# Dataset excerpt:
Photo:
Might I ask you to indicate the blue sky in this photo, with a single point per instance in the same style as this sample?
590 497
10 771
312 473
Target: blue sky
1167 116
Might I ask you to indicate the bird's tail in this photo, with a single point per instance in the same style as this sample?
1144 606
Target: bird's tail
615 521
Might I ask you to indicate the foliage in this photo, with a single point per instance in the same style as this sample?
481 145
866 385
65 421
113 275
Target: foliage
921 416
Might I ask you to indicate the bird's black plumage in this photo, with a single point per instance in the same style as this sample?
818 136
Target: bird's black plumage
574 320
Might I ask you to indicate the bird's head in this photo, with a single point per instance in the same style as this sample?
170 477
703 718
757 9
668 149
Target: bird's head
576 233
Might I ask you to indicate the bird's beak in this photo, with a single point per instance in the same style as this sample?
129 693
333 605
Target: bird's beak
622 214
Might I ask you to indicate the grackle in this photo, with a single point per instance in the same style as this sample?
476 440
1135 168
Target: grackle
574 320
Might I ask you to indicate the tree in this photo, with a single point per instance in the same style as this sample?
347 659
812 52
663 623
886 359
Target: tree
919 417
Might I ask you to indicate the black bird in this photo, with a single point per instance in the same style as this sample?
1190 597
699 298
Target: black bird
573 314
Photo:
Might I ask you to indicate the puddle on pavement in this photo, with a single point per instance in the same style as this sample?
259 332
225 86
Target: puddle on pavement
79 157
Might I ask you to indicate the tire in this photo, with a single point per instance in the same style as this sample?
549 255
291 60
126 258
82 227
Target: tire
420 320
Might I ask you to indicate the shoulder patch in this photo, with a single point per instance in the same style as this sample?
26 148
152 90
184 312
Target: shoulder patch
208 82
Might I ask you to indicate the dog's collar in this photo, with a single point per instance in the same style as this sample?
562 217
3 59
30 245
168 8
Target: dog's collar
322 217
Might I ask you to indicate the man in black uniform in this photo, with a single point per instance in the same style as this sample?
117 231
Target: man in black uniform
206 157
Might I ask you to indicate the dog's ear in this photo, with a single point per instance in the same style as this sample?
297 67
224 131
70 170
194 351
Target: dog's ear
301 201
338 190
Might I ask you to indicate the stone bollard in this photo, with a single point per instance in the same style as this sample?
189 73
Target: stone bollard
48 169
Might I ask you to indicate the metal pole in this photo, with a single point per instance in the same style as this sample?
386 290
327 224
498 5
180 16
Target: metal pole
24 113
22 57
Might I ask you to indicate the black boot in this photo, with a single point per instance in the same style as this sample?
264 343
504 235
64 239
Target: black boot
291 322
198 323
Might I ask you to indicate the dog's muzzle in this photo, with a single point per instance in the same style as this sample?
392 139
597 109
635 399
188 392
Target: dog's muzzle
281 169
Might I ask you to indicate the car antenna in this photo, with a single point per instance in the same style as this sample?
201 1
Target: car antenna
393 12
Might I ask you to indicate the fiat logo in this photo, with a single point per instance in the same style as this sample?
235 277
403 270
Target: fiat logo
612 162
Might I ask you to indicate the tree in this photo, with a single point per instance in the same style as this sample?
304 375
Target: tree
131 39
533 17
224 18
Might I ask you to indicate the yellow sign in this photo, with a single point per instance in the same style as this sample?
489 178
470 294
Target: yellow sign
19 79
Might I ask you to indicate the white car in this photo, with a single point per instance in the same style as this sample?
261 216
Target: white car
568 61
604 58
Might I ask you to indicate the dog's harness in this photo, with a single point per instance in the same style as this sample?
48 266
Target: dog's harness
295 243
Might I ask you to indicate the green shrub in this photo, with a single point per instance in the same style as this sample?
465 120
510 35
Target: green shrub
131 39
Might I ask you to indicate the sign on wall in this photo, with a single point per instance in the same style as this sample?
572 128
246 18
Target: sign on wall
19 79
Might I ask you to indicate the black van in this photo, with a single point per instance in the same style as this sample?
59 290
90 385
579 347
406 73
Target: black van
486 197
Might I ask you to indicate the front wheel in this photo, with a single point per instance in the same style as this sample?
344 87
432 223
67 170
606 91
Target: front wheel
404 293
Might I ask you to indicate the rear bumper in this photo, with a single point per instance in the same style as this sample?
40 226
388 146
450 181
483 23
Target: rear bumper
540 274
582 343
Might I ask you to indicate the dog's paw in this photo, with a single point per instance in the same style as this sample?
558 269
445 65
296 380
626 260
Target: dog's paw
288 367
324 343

# Objective:
Emit the full listing verbatim.

# Output for this task:
Photo:
Might I ask you to indicate the blue sky in this photo, with a single point per instance in the same style as this sample?
590 497
10 771
312 473
Target: blue sky
1167 116
Might I ask you to indicate the bird's tail in this photo, with a single point per instance in the same style as this sample?
1144 606
Target: bird's tail
615 521
Might I ask you to indicate the foliage in this photo, with a single point per instance in the same style as this sample?
481 145
866 385
65 421
113 275
Target: foliage
921 416
Might I ask you to indicate the bird's black plumage in this photo, with a single point per instance in the same style as this sample?
818 136
Target: bird's black plumage
574 320
Might I ask you to indicate the bird's head in this photo, with a single point per instance in the same style as this sample?
170 477
703 718
757 9
668 149
Target: bird's head
576 233
Might I ask you to indicate the bird's beak in this photo, with a single point per instance in the same style as this sample?
129 693
333 605
Target: bird's beak
622 214
Might I ask you to indicate the grackle in this photo, with a single point per instance in the same style as this sample?
476 440
1135 168
Target: grackle
574 320
Might I ask you to indicate the tree in this photo, with a single point per instance in the same style as this sample?
347 659
812 52
663 623
886 359
Target: tree
919 417
Might I ask you to indicate the black bird in this photo, with a single point per instance in the same style as this sample?
1190 597
699 298
Target: black bird
573 314
Photo:
Might I ask you to indicate the puddle on pavement in this photo, with a single point per instance in the same style as this sample?
259 332
225 86
Target: puddle on pavement
79 157
Might I ask you to indicate the tire in this photo, with a single point per instance in the same style as this sample?
549 255
291 60
126 258
82 227
Target: tire
420 320
Might I ask you to indicate the shoulder patch in this photo, with a single point per instance in the same style as this sample?
26 148
152 90
184 312
Target: shoulder patch
208 82
Might I ask you to indicate the dog's collar in this photo, with a single point per instance in the same style as this sample?
562 217
3 59
30 245
168 8
Target: dog's collar
322 217
Might I ask you to indicate the man in black uniform in this photo, with a single point per instance in the same style as this sample?
117 231
Target: man in black uniform
206 157
Might I ask you to indicate the dog's ear in this photo, with a single point per instance in the same style as this sample?
297 67
224 131
70 170
194 351
Target: dog's ear
301 201
338 190
Might I ask you to indicate the stone bollard in this photo, with a single point per instance in the same style as this sample?
189 73
Target: stone bollard
48 169
Might I ask you to indicate the metal pole in this photo, with a single point per instance in the same style as this sample?
386 290
327 224
498 5
180 16
Target: metal pole
24 113
22 57
Might I ask you to indicate the black boot in this photo, with a single point per instance in the same style as this sample?
264 343
504 235
64 239
Target: black boot
291 322
198 323
Might I ask you to indicate the dog's muzzle in this photo, with a single point per instance in the same style as this sample?
392 139
597 109
635 399
188 392
Target: dog's muzzle
281 169
Might I ask you to indicate the car antenna in this photo, with a single point per instance in the same style as this sample?
201 1
Target: car antenna
393 12
Might I ask you to indicate the fiat logo in this photo, with a single point per instance in the same style as this sample?
235 277
403 270
Target: fiat logo
612 162
Might I ask you to indicate the tree in this photo, with a single point per instance in the same style as this sample?
304 375
Target: tree
131 39
533 17
224 18
Might I ask you to indicate the yellow sign in this photo, with a single point per instance in the same style as this sample?
489 178
470 294
Target: yellow sign
19 79
Might I ask you to indicate the white car in this photo, with a single point per instance in the same style as this sample?
261 216
Target: white car
568 61
604 58
Might I ask you to indicate the dog's harness in this photo, with a single point per instance in the same style as this sample?
48 266
Target: dog's harness
295 243
Might I ask you to indicate the green shrub in this photo, with a single point per instance in the same style as this sample?
465 120
510 35
Target: green shrub
131 39
Might I ask you to indicate the sign on wall in this photo, with a single point per instance in the same style as this sample?
572 128
246 18
Target: sign on wall
19 79
Might I ask you to indicate the black van in this photo, with a single point per instance in the same style as this sample?
59 290
90 385
579 347
406 73
Target: black van
486 197
Might I ask you to indicate the front wheel in this photo, with a single point per instance in the same style as this sample?
344 87
432 223
67 170
606 91
Target: front wheel
404 293
Might I ask you to indicate the rear bumper in this photo, with a single point per instance in the same style as this sample?
40 226
388 146
450 181
483 23
Target: rear bumper
540 274
582 343
Might I ask you to indicate the dog's paw in this photo, with a single point per instance in the same style as this sample?
558 269
445 65
296 380
626 260
Target: dog's paw
288 367
324 343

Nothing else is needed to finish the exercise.